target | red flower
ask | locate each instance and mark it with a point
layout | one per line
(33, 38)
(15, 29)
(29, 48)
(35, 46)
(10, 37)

------

• Given exercise:
The records above should all be quoted exactly, please.

• Complete response:
target | red flower
ask | locate each instance and mark it with a point
layout | one per line
(33, 38)
(15, 29)
(29, 48)
(35, 46)
(10, 37)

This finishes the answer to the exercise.